EXERCISE AIM
Please count the lines in the entries below that contain the word "bead". Give only the number.

[Point placement records]
::::
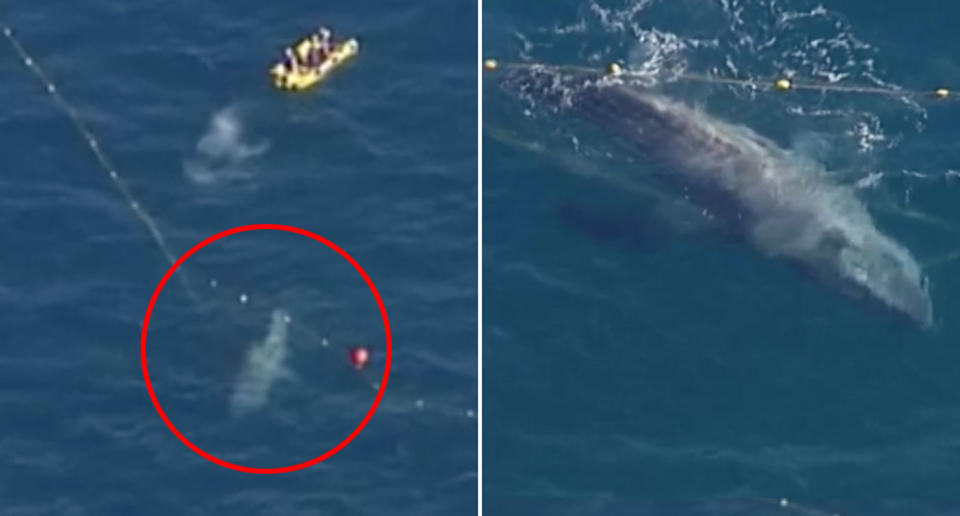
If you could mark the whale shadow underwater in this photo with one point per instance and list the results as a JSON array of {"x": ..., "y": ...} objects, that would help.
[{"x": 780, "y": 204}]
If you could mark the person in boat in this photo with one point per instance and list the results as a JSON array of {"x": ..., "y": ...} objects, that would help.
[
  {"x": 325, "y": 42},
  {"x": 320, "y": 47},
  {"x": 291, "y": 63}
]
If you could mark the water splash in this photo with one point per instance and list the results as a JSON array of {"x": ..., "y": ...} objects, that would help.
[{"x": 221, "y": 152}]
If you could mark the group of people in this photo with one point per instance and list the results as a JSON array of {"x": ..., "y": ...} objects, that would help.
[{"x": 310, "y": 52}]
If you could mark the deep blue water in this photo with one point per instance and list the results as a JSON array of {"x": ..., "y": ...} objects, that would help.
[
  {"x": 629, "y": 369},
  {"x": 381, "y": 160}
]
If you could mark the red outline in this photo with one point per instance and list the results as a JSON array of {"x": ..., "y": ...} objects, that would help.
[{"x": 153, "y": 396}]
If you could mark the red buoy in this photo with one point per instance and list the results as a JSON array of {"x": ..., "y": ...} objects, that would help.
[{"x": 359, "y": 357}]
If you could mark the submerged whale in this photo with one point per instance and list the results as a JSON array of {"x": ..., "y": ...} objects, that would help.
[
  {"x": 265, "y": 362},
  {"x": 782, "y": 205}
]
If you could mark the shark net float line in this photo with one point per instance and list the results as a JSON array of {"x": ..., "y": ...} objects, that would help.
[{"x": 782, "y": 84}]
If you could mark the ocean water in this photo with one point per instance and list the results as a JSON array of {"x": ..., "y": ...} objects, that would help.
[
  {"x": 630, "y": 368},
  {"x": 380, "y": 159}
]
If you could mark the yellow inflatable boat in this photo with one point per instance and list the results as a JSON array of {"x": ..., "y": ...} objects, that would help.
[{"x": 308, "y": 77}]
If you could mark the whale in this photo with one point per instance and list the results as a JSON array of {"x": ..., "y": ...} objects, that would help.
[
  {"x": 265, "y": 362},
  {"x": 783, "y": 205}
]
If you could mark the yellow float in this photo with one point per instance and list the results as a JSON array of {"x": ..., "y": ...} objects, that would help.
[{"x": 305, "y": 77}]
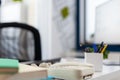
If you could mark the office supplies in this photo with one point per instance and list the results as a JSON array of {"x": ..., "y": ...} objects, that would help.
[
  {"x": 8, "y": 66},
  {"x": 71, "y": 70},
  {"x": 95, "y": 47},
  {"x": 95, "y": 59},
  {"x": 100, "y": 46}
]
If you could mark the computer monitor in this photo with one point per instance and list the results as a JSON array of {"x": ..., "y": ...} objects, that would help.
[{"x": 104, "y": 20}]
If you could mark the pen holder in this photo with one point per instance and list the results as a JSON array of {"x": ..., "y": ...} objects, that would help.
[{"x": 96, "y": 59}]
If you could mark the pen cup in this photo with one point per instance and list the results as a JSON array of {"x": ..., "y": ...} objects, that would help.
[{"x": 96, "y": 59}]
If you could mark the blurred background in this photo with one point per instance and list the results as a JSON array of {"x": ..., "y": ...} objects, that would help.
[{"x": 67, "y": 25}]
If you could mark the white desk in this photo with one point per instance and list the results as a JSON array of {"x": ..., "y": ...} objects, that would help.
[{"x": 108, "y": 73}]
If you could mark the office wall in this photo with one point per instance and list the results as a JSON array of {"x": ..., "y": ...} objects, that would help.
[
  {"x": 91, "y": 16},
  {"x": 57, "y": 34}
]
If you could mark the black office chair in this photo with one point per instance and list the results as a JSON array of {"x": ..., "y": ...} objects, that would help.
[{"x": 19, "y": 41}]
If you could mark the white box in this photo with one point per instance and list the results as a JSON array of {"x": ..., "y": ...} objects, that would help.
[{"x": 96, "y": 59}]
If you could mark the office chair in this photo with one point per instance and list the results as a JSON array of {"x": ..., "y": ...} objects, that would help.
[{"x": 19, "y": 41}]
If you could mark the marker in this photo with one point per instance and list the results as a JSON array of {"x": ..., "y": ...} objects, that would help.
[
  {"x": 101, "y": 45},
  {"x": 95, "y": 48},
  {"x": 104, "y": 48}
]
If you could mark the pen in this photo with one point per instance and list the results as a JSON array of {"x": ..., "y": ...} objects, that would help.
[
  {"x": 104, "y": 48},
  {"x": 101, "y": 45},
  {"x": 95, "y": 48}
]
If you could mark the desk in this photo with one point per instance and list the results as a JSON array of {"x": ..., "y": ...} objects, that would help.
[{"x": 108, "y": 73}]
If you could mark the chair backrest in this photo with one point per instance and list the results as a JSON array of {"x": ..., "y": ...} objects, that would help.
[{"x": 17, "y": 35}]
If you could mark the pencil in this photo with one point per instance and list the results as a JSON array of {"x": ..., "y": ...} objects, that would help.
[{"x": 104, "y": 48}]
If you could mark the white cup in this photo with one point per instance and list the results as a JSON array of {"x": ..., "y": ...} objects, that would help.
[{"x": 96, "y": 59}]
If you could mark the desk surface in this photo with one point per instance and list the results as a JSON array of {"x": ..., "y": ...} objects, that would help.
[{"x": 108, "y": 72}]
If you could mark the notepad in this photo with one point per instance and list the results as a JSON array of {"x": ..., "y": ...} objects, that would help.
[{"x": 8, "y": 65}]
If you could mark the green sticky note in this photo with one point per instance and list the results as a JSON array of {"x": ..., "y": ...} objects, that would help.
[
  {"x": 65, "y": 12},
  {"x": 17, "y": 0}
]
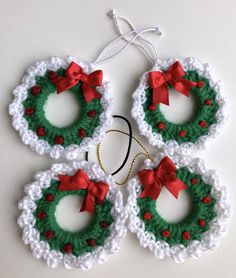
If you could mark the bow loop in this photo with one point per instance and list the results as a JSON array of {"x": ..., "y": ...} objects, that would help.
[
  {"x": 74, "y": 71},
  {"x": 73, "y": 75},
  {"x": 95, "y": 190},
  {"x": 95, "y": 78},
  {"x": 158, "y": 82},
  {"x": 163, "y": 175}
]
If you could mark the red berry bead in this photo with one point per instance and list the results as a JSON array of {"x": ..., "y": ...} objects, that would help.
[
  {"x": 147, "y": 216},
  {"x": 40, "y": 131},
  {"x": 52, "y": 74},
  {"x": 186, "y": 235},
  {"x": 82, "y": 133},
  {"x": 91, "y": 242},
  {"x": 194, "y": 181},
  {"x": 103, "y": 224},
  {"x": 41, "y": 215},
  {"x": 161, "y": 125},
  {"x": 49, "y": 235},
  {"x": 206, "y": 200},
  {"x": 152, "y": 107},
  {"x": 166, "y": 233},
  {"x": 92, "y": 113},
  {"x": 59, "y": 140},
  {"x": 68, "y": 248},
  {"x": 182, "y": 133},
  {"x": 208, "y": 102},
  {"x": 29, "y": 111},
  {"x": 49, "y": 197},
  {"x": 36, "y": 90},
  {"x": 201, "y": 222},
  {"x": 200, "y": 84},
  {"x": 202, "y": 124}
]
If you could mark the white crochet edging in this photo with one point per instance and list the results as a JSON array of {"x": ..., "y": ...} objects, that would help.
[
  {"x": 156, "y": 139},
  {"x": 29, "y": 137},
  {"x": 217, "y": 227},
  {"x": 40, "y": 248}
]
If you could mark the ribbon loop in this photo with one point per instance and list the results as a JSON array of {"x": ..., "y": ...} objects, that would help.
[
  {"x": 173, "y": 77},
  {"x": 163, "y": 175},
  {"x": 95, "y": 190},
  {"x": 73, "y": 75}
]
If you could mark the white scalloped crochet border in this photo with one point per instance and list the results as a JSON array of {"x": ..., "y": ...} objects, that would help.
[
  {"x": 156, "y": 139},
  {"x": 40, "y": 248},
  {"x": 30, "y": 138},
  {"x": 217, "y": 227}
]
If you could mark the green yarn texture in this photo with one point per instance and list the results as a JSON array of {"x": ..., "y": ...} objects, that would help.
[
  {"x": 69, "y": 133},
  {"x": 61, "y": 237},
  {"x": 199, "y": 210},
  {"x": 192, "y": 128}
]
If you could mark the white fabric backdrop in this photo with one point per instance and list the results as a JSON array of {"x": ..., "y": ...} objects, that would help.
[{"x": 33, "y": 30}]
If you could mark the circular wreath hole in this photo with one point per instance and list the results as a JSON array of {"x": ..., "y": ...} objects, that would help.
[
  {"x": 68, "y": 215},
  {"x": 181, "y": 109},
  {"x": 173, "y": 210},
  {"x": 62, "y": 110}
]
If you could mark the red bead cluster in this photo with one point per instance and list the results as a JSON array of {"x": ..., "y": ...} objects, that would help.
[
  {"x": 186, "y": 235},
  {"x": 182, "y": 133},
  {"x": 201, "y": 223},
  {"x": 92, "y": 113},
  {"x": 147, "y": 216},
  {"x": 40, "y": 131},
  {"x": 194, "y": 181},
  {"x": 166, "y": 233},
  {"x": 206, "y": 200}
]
::::
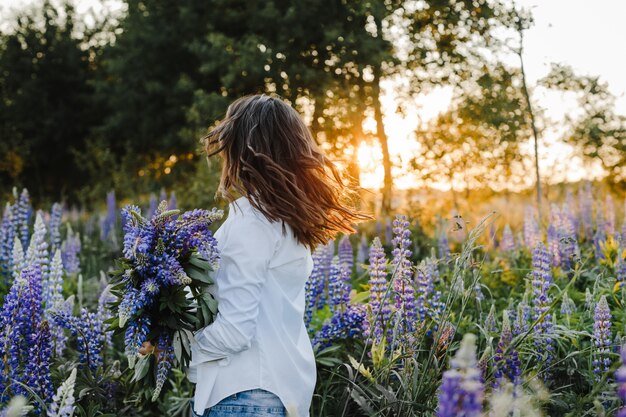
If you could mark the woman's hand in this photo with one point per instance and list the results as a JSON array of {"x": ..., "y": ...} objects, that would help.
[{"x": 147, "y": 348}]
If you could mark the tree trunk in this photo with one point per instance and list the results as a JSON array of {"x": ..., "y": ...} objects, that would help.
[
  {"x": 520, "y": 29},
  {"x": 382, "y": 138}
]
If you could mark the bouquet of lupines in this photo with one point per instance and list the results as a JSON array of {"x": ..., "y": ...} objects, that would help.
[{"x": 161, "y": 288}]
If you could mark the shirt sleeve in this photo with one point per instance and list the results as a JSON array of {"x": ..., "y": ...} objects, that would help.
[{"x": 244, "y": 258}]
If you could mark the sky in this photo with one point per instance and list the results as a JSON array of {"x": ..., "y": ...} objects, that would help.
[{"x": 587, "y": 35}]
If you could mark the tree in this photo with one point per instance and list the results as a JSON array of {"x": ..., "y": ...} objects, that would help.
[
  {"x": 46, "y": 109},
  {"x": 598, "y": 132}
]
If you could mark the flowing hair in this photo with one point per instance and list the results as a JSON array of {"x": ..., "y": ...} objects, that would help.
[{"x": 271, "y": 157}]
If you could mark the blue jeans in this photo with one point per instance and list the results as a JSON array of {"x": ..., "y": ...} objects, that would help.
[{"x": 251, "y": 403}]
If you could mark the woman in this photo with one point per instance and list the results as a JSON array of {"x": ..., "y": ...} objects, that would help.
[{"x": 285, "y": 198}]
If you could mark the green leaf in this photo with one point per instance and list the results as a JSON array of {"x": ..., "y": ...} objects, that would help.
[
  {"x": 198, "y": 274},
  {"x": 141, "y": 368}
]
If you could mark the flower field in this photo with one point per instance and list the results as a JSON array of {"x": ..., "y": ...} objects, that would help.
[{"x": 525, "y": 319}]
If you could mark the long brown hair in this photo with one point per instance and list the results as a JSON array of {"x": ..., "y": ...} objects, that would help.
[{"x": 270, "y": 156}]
::::
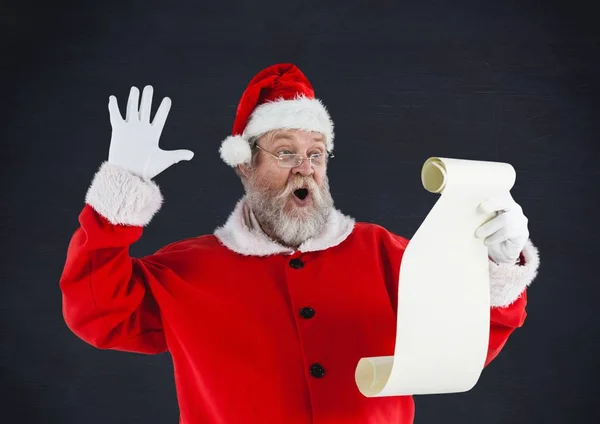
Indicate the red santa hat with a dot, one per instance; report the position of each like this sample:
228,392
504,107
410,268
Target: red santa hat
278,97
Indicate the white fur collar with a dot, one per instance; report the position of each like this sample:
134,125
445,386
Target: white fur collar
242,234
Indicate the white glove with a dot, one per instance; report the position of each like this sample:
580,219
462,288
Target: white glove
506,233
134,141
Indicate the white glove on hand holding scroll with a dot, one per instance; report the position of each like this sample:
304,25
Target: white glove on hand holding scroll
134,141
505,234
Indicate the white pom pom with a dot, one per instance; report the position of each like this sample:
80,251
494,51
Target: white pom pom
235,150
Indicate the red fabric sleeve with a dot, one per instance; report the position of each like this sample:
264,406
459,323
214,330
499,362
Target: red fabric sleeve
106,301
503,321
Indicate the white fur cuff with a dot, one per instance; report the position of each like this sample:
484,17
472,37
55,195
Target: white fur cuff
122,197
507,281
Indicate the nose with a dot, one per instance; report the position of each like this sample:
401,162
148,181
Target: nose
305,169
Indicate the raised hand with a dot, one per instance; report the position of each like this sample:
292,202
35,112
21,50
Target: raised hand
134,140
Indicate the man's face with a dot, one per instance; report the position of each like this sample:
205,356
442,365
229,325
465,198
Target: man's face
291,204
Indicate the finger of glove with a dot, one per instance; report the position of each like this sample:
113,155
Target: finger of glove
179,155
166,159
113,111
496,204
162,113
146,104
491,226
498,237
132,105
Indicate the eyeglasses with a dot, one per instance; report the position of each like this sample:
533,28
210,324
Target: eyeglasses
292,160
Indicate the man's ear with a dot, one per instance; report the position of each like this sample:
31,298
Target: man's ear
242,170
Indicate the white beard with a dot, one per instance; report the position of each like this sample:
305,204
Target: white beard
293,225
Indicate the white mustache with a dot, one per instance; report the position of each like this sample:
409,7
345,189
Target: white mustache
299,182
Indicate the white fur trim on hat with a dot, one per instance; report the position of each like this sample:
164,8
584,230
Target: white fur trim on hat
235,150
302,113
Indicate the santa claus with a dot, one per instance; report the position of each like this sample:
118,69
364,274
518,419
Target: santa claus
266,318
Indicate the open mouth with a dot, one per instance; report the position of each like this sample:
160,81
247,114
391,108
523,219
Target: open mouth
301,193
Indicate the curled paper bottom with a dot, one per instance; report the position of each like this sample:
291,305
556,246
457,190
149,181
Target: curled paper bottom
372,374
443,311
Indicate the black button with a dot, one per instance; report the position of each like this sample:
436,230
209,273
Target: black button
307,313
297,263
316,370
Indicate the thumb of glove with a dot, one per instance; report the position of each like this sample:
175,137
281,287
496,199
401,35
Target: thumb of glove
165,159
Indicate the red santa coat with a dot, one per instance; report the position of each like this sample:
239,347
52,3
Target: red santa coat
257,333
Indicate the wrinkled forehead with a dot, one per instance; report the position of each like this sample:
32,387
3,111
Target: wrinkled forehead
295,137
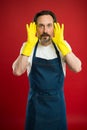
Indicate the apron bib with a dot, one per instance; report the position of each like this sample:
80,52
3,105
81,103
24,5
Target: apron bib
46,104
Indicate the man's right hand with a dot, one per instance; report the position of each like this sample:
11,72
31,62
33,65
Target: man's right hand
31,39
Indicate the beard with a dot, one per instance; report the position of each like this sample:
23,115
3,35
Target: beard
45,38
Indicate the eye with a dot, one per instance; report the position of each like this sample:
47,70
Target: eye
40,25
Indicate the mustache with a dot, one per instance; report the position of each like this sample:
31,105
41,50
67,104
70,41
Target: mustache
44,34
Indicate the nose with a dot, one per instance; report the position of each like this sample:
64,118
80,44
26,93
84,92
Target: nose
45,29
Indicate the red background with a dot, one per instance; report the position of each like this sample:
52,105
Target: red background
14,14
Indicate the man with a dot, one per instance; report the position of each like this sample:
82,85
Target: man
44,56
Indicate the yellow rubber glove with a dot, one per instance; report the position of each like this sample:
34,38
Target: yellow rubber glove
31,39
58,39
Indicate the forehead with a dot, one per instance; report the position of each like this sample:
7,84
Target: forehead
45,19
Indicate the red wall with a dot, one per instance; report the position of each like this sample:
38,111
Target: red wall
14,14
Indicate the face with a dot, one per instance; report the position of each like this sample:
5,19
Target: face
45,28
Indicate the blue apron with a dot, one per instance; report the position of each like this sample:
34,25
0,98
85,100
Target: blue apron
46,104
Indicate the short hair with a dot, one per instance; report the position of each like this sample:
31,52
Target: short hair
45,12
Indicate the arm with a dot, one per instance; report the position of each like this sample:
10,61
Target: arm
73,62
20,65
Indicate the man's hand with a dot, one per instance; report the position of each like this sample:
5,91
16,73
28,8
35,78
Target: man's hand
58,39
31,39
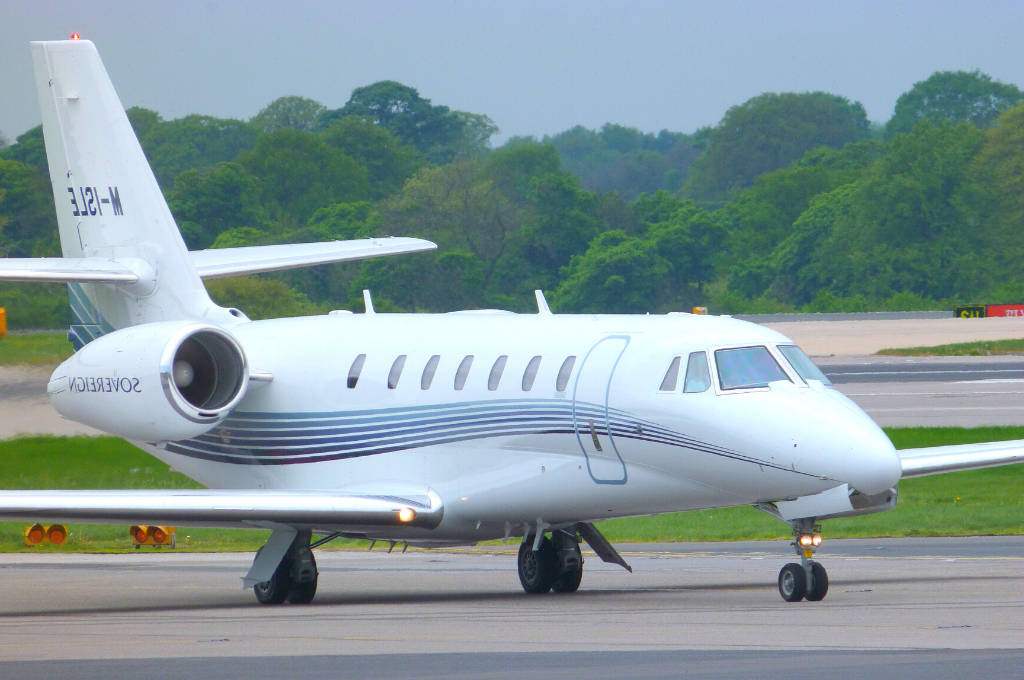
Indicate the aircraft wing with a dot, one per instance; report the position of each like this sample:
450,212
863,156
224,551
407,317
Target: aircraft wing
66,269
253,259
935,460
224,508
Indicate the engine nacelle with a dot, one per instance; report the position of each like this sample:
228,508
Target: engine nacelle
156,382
::::
TASK OUTPUT
2